-- Begin Supplied entries --
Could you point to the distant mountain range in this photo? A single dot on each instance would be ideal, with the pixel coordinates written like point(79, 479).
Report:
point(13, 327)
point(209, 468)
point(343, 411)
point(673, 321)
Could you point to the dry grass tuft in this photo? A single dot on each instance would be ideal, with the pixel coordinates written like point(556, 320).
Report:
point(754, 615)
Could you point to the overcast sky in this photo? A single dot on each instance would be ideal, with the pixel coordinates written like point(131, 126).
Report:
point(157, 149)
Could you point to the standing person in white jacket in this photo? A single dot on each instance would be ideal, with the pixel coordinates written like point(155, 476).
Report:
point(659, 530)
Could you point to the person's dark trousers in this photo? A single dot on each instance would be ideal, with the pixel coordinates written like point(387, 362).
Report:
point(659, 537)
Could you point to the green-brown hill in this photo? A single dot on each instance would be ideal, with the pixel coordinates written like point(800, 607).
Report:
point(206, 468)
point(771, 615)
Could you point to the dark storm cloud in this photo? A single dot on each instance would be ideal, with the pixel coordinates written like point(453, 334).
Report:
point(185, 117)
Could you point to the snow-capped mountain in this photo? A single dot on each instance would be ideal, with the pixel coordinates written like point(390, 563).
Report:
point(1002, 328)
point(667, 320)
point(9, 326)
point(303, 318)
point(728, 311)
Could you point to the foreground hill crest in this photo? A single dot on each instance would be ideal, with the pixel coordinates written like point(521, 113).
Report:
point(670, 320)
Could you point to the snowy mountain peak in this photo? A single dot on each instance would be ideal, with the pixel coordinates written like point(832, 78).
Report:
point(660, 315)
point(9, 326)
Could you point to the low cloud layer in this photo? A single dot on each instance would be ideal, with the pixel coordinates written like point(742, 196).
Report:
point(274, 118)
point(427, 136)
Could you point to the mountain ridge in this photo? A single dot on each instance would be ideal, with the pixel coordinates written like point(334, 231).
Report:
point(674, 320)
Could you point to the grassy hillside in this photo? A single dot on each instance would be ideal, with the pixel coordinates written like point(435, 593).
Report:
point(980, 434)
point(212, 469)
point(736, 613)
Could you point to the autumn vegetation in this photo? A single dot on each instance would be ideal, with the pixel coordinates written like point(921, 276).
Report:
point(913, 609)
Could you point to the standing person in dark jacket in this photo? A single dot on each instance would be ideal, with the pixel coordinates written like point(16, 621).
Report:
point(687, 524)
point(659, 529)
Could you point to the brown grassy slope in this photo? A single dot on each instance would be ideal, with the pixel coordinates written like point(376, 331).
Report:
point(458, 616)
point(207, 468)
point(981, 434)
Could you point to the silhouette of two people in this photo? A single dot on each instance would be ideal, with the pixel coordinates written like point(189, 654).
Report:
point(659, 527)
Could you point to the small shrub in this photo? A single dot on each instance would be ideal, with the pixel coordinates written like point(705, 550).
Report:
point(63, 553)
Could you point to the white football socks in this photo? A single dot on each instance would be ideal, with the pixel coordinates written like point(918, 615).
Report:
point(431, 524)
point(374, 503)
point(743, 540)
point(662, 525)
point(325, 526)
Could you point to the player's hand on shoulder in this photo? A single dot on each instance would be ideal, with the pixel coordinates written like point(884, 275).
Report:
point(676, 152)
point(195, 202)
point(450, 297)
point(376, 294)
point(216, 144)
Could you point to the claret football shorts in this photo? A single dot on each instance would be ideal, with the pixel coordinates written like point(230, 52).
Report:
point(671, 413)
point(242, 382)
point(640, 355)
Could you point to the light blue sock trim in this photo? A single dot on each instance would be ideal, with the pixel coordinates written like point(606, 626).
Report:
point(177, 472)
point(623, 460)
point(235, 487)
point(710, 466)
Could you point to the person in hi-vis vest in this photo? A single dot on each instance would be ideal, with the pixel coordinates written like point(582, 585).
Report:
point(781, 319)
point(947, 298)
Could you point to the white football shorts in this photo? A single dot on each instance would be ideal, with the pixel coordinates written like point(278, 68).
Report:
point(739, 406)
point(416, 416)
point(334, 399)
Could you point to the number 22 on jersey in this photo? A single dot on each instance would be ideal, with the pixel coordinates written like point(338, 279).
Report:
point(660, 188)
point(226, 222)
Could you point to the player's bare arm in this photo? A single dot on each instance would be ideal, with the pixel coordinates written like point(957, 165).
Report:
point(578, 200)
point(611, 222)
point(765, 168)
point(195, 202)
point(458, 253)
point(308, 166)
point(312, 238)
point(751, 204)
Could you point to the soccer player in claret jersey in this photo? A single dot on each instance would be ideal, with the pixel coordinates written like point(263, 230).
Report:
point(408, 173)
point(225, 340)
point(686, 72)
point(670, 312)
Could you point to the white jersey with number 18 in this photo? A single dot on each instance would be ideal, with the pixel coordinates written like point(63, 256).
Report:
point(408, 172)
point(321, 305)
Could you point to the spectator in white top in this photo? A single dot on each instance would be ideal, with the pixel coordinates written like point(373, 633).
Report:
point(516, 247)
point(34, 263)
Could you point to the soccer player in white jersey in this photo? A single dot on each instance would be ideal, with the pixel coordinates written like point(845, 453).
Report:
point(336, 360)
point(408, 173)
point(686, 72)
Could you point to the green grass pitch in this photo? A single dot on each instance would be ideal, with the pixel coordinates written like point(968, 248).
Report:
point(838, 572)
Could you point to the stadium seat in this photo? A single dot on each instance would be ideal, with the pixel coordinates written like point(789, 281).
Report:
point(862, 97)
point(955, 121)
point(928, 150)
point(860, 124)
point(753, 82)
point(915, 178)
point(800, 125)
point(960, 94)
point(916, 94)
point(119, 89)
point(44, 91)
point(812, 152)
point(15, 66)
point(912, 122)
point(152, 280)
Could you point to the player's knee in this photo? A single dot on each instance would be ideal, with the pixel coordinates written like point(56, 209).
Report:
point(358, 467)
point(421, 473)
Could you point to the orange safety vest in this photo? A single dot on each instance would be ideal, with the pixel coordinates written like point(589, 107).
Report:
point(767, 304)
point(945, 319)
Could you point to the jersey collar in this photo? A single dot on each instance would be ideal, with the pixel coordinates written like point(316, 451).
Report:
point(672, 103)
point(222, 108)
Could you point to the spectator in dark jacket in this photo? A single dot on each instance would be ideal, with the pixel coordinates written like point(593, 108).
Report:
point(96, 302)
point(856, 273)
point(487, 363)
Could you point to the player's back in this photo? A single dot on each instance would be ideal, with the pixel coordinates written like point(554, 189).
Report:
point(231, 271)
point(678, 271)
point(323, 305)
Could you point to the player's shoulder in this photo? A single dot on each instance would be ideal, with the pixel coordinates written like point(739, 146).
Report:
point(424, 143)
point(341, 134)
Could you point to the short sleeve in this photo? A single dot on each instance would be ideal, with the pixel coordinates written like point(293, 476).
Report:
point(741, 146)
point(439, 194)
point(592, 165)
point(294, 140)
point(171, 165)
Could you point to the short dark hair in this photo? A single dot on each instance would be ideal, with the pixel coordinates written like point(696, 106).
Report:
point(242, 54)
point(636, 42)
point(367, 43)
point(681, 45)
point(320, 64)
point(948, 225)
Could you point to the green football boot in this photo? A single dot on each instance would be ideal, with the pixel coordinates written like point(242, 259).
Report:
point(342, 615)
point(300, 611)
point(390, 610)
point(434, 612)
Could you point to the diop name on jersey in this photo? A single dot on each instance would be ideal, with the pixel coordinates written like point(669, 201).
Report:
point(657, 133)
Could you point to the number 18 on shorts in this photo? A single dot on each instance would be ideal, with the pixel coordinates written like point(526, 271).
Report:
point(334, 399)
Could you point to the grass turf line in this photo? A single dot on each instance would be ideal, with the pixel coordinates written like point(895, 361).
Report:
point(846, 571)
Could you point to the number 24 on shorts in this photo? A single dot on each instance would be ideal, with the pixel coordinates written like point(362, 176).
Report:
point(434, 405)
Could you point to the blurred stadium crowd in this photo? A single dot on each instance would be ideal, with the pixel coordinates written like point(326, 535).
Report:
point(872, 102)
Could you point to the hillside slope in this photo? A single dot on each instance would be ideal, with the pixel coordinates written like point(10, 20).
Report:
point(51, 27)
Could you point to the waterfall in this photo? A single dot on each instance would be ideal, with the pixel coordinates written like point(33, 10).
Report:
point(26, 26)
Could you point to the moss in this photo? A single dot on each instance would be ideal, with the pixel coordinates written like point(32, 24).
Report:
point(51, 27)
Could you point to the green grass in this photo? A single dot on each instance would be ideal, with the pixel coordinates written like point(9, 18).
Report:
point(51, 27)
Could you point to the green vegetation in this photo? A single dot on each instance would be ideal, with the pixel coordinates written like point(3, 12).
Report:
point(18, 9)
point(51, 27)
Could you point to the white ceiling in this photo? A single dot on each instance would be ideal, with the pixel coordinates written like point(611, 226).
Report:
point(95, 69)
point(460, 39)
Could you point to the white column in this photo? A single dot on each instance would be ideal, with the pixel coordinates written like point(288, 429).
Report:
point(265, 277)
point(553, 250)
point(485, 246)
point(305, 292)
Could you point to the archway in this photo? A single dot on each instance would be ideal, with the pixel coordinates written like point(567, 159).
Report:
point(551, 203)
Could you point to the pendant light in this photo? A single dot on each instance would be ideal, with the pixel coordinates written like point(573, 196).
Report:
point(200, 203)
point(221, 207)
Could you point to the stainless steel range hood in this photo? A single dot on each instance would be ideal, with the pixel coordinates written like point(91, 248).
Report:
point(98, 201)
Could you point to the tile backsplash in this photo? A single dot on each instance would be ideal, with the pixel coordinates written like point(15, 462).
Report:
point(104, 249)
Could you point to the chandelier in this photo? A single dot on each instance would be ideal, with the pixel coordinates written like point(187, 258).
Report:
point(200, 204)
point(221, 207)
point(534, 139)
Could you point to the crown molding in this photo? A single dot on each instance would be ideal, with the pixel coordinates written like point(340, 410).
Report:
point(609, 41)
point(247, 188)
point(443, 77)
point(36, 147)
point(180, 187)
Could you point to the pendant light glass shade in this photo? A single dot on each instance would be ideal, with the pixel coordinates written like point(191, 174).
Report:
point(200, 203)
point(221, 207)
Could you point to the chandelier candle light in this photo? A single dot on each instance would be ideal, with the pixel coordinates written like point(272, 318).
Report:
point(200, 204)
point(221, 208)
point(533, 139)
-- End Supplied entries --
- Your goal:
Starting at the line containing "Could you point to the person's" and ending at the line containing "point(185, 117)", copy out those lines with "storm cloud" switched to "rain cloud" and everything else left unchanged.

- Task solution:
Could you point to the person's dark trousers in this photo? A single dot on each instance would be ideal, with the pixel coordinates written like point(387, 362).
Report:
point(659, 537)
Could you point to the green-brown hill in this photo? A single dot on each instance would be ideal, with the pixel coordinates written like point(800, 607).
Report:
point(206, 468)
point(771, 615)
Could you point to the dark rain cloud in this photo? A single dot on each instance would be ideal, with the pixel coordinates written like point(453, 334).
Report:
point(185, 117)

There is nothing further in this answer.